[Entries on finding named things]
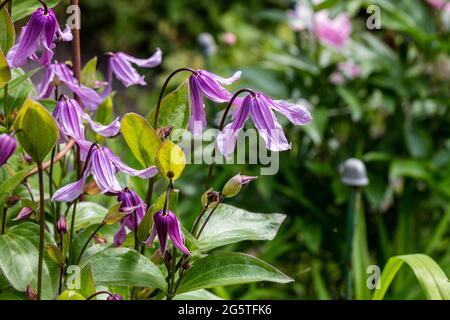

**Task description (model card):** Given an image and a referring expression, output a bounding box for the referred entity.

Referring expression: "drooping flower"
[38,63,103,111]
[102,48,162,98]
[56,216,69,234]
[314,10,352,49]
[13,207,33,221]
[114,188,147,247]
[0,133,17,167]
[53,95,120,142]
[189,70,241,135]
[52,141,158,202]
[7,8,72,68]
[217,92,312,156]
[147,210,191,256]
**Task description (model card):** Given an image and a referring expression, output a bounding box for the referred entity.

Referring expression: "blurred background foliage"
[50,0,450,299]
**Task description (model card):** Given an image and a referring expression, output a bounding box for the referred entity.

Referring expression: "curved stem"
[77,223,105,264]
[153,68,197,130]
[206,88,256,190]
[37,163,45,300]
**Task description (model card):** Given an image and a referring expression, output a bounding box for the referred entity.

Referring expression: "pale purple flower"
[7,8,72,68]
[217,93,312,156]
[0,133,17,168]
[147,210,191,256]
[114,188,147,247]
[52,141,158,202]
[314,10,352,49]
[13,207,33,221]
[56,216,69,234]
[189,70,241,135]
[102,48,162,98]
[38,63,103,111]
[53,95,120,142]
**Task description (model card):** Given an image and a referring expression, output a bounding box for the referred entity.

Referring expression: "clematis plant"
[0,1,304,301]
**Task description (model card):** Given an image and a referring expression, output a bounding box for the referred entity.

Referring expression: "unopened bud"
[222,174,257,198]
[27,284,37,300]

Directions —
Copy the records word for word from their beginning through the line containing "[0,133,17,167]", including that line. Leave the pictures out of your copy.

Answer to this task —
**Task description (model card):** Given an image and a referring expression, output a bounding box for the referred entity.

Referring expression: "drooping flower"
[38,63,103,111]
[102,48,162,98]
[56,216,69,234]
[314,10,352,49]
[13,207,33,221]
[114,188,147,247]
[0,133,17,167]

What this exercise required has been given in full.